▸ INSTRUCTION: Reproduce the items verbatim, starting at the line that contains "Wildlife-tally request: point out every instance of the young" and ending with the final line of the items.

▸ PROVIDED RECORDS:
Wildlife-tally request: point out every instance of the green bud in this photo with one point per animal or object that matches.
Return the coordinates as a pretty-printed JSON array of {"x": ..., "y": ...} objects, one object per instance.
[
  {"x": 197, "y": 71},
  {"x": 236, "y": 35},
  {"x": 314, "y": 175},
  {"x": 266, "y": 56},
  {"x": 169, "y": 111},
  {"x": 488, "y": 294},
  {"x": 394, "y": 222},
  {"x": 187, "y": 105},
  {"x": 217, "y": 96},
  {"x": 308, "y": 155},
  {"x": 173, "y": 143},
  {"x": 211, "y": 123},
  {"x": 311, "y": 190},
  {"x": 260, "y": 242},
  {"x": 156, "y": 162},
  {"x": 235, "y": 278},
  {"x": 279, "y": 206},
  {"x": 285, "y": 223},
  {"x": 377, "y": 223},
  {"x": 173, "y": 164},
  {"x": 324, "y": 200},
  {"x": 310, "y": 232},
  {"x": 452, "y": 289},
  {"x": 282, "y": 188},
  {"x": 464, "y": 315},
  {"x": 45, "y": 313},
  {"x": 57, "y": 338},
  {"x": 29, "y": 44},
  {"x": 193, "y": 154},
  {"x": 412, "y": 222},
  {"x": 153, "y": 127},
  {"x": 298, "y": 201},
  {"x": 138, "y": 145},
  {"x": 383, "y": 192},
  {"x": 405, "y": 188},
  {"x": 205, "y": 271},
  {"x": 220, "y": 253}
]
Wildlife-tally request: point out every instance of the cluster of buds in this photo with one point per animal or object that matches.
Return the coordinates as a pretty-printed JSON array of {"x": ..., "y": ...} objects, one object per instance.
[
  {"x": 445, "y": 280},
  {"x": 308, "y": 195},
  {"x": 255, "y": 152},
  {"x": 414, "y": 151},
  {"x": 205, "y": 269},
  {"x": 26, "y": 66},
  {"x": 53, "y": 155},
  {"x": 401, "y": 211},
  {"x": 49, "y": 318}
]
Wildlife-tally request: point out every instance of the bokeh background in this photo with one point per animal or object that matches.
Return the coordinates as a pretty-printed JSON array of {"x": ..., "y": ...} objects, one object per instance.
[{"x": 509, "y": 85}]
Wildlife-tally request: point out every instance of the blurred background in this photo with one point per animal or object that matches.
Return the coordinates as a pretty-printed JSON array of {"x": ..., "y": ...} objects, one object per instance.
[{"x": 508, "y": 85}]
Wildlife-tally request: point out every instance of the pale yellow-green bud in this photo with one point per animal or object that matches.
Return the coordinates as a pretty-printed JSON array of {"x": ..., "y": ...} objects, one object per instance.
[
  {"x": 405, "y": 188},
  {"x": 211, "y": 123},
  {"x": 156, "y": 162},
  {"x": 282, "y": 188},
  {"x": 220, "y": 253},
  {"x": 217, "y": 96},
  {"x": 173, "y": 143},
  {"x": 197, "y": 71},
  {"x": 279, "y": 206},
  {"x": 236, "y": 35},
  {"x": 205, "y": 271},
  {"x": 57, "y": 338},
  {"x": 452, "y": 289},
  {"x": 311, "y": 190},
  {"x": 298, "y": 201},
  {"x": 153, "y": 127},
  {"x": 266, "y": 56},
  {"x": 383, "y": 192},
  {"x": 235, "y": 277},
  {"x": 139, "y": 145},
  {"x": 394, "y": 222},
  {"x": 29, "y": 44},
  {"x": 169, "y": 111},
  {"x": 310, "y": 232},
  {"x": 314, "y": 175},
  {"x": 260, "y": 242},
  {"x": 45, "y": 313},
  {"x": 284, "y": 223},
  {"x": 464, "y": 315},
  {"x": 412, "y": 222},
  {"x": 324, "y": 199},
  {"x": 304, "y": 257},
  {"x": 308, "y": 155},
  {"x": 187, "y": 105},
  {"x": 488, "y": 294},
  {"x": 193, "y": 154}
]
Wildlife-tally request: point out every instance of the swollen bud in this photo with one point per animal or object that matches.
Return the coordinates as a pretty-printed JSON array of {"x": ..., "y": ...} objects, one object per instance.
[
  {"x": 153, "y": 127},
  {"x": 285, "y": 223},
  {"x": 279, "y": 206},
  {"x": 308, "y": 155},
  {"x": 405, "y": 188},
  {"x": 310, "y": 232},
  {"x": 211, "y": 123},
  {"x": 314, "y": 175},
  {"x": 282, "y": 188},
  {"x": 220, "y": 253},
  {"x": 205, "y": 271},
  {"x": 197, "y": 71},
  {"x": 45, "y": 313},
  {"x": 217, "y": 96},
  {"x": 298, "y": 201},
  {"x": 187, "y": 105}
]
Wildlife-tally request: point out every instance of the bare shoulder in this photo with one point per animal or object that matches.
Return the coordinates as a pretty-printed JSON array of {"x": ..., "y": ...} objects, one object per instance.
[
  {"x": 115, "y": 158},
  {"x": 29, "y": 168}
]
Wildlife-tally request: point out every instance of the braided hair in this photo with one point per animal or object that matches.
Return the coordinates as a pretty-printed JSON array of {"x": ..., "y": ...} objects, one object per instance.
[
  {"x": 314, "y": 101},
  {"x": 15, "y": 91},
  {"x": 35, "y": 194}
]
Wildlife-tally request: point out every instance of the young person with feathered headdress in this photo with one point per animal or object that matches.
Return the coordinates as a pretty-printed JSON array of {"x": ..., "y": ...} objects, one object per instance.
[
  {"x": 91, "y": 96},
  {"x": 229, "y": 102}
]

▸ THE SOLUTION:
Wildlife-tally request: point out every instance of the young person with feathered headdress in this photo with one point per animal or object that matches.
Return the coordinates as a pretty-printed JSON array of {"x": ..., "y": ...} objects, one object per instance.
[
  {"x": 91, "y": 96},
  {"x": 229, "y": 102}
]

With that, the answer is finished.